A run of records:
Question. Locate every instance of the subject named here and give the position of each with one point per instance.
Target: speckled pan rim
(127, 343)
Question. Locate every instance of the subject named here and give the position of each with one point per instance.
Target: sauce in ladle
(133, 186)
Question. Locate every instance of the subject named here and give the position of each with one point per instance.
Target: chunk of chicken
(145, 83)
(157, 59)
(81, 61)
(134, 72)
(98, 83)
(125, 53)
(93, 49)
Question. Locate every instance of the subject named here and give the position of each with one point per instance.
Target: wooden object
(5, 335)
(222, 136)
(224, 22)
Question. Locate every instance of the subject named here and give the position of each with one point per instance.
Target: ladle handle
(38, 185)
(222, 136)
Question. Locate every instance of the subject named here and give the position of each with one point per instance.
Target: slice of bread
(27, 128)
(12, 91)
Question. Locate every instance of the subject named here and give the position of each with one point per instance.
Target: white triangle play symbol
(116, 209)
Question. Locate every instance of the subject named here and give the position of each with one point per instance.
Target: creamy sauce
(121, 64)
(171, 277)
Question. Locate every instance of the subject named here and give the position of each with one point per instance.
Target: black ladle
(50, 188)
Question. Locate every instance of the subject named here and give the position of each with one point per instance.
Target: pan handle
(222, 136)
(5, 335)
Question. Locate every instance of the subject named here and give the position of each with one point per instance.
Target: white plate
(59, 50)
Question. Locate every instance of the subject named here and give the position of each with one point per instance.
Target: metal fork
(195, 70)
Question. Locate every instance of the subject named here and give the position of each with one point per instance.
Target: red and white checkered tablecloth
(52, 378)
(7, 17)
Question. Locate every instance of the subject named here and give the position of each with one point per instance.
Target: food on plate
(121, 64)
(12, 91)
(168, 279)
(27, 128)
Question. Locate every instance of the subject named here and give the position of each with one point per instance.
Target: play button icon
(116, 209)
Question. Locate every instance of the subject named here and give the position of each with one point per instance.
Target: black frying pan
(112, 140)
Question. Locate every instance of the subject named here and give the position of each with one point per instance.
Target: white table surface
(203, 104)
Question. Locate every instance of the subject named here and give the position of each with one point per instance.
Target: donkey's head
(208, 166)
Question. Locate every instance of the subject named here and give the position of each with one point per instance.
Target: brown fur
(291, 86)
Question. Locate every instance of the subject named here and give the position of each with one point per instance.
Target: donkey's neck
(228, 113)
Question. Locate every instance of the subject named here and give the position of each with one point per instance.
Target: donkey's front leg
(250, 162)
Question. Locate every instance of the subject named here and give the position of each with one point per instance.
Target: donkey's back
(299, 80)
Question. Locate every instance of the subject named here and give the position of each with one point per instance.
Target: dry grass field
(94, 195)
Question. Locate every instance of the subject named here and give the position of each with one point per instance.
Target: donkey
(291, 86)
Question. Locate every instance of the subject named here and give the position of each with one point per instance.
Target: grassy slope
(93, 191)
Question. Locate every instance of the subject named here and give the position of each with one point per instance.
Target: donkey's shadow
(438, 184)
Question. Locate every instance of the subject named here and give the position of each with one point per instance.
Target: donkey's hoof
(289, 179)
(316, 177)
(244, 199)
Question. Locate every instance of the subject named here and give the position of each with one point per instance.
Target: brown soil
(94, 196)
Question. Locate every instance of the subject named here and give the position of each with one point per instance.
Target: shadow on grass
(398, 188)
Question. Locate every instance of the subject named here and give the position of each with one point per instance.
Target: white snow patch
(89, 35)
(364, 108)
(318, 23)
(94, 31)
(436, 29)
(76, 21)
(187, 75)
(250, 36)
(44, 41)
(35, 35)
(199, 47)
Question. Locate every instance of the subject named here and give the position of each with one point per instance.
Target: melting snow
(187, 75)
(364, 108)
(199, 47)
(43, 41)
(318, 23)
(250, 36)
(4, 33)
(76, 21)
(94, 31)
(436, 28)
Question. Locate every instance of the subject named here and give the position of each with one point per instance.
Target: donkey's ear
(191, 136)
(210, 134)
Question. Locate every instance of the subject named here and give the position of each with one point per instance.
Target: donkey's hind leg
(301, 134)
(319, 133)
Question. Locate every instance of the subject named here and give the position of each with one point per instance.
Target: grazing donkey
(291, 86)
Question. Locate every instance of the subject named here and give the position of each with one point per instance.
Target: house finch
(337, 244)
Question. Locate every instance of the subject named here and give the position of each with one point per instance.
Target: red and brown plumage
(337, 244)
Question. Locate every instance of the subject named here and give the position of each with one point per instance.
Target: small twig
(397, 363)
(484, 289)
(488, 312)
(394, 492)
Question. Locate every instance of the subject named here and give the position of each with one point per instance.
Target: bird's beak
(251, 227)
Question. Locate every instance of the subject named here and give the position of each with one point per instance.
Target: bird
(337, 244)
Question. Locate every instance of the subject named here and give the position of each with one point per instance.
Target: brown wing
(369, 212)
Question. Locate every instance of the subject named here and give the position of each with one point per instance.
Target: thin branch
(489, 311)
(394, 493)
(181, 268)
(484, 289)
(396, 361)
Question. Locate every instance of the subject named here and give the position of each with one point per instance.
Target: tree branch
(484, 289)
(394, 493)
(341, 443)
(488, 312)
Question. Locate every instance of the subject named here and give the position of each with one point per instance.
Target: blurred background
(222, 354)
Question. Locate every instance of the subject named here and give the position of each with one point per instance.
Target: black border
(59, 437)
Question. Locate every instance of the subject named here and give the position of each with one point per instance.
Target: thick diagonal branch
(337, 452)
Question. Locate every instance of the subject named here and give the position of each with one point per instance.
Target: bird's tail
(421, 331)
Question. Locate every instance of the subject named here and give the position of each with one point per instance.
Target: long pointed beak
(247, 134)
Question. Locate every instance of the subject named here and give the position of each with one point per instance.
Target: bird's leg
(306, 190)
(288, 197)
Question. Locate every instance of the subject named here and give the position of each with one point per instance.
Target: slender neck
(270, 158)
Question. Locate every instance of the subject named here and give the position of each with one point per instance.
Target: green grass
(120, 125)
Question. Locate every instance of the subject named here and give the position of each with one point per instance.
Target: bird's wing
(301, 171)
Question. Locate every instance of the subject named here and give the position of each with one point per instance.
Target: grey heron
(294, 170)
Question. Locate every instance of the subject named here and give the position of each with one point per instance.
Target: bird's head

(Exercise instructions) Your task is to quote the listing above word for word.

(Solution to this task)
Question. Locate every instance of the subject named here and give the position of each with one point per instance.
Target: speckled pan rim
(127, 343)
Question. Locate every instance of the subject named here and give the position of each with one point per instance.
Target: sauce in ladle
(133, 186)
Question. Locate every instance of the subject named here and give the position of each with one point per instance.
Target: chunk of chicken
(145, 83)
(157, 59)
(81, 61)
(134, 72)
(98, 83)
(125, 53)
(93, 49)
Question. Locate every instance of the subject named here and give the position of each with one point per instance.
Target: wooden object
(5, 335)
(222, 136)
(224, 22)
Question. Locate every instance of the subject named here and give the position of each with one point per instance.
Target: ladle handle
(38, 185)
(222, 136)
Question. Locate every instance of the subject named here and give the position of each with one point per instance.
Target: slice of bread
(27, 128)
(12, 91)
Question. Locate every instance of the subject named here and give the position of each with one point per instance.
Target: white triangle play symbol
(116, 209)
Question. Locate every instance of the subject named here and give the position of each with one point per instance.
Target: creamy sauce
(121, 64)
(171, 277)
Question. Locate every instance of the subject named here and give the position of each with one point per instance.
Target: black ladle
(50, 188)
Question. Locate every instance of the subject named here and give the position of each with one point per instance.
Target: pan handle
(222, 136)
(5, 335)
Question. Locate every instance of the subject named here and give the position of each with one point per instance.
Target: white plate
(59, 50)
Question. Locate every instance of the subject named here and give the position of each with one point per instance.
Target: metal fork
(195, 70)
Question. Locate every instance of the subject named here and give the position of each with one point per instance.
Target: red and white checkered tablecloth
(52, 378)
(7, 17)
Question. Locate every instance of the subject named here and give the position of each with one point per instance.
Target: food on plate
(121, 64)
(12, 91)
(168, 279)
(27, 128)
Question. Locate every instance of the subject named here and give the position of each with one point per instance.
Target: play button icon
(116, 209)
Question. Locate every instance of the subject named here and give the position of each with one point per instance.
Target: black frying pan
(112, 140)
Question. Locate every instance of the subject named here and give the position of each with one point per instance.
Target: white table surface
(203, 104)
Question. Locate every instance of the subject named here and give the position of each with one point per instance.
Target: donkey's head
(208, 166)
Question. Locate every instance of the subject named here and give the position of each with one point per instance.
Target: brown fur
(291, 86)
Question. Locate every instance of the subject named here and give the position of each with one point per instance.
Target: donkey's neck
(228, 113)
Question. Locate every instance of the subject named here and give the position of each with one point per instance.
Target: donkey's front leg
(250, 162)
Question. Locate every instance of the subject named here and give the position of each with one point per instance.
Target: donkey's back
(299, 80)
Question. Locate every instance of the subject named here and give the position of each with one point per instance.
Target: dry grass field
(94, 195)
Question. Locate every instance of the subject named here and give the position of each with one point per instance.
Target: donkey
(291, 86)
Question. Locate every instance of the subject named here and give the position of each with one point per instance.
Target: grassy slope
(93, 191)
Question. Locate every instance of the subject named here and give the position of each with one point per instance.
Target: donkey's shadow
(438, 184)
Question. Locate every instance of the subject named here and give the position of each with one point per instance.
Target: donkey's hoof
(289, 179)
(316, 177)
(244, 199)
Question. Locate every instance of the subject named here and give the position of each with one point per instance.
Target: brown soil
(94, 196)
Question. Locate every instance of the subject named here and give the position of each with one point per instance.
Target: shadow on grass
(398, 188)
Question. Locate every instance of the subject named here and give the position of each with one point per instance.
Target: white snow patch
(89, 35)
(364, 108)
(318, 23)
(94, 31)
(436, 29)
(76, 21)
(187, 75)
(250, 36)
(44, 41)
(35, 35)
(199, 47)
Question. Locate every instance of the subject named here and give the position of each with one point per instance.
Target: melting snow
(187, 75)
(364, 108)
(199, 47)
(43, 41)
(318, 23)
(250, 36)
(4, 33)
(76, 21)
(94, 31)
(436, 28)
Question. Locate every instance of the subject named here and give the position of each with one point per instance.
Target: donkey's ear
(191, 136)
(210, 134)
Question. Locate every instance of the subject named here and give the position of each with one point per instance.
Target: donkey's hind leg
(301, 134)
(319, 133)
Question. Locate every instance of the subject named here and give the position of each with one point per instance.
Target: grazing donkey
(291, 86)
Question. Locate every instance of the subject named here and give the position of each with one point per instance.
Target: house finch
(337, 244)
Question. Locate every instance of the subject named here and give the position of each with one point per instance.
Target: red and brown plumage
(337, 244)
Question. Locate every instance of the subject named here and give the position of each with one point per instance.
Target: small twig
(397, 363)
(484, 289)
(488, 312)
(394, 492)
Question. Locate every instance of the subject named here and give the position of each with one point per instance.
Target: bird's beak
(251, 227)
Question. Locate every instance of the subject named here and give the position of each with one point per instance.
Target: bird
(337, 244)
Question. Locate every instance of the subject named here and give the position of each with one point per instance.
Target: brown wing
(369, 212)
Question. Locate every instance of the subject named here and give the position of each with one point per instance.
Target: thin branch
(489, 311)
(394, 493)
(181, 268)
(484, 289)
(396, 361)
Question. Locate every instance of the subject named here and give the position of each with one point per instance.
Target: tree branch
(484, 289)
(394, 493)
(341, 443)
(488, 312)
Question. Locate every instance of the subject named here and give the position of each with one point per instance.
Target: blurred background
(222, 354)
Question. Locate every instance of the subject named here and give the position of each with one point per instance.
Target: black border
(59, 437)
Question. Locate every instance of the subject named here and give the position of each with one point per instance.
Target: thick diagonal branch
(337, 452)
Question. Locate every instance of the subject named here and give the position of each with one point per instance.
Target: bird's tail
(421, 331)
Question. Locate every instance of the subject named here and give the position of each with one point per instance.
Target: long pointed beak
(247, 134)
Question. Locate every instance of the subject named here and give the position of each with one point per instance.
Target: bird's leg
(306, 190)
(288, 197)
Question. Locate every instance of the subject named here and give the position of each with one point per instance.
Target: slender neck
(270, 158)
Question. Locate every instance of the subject named here and give the position of each with one point per instance.
Target: green grass
(120, 125)
Question. Locate every instance of the subject named here and give the position of each with one point per instance.
Target: bird's wing
(301, 171)
Question. Locate every instance of the subject named here and give the position of each with one point per instance.
Target: grey heron
(294, 170)
Question. Locate every instance of the subject named here and give the position of each with one point per instance.
Target: bird's head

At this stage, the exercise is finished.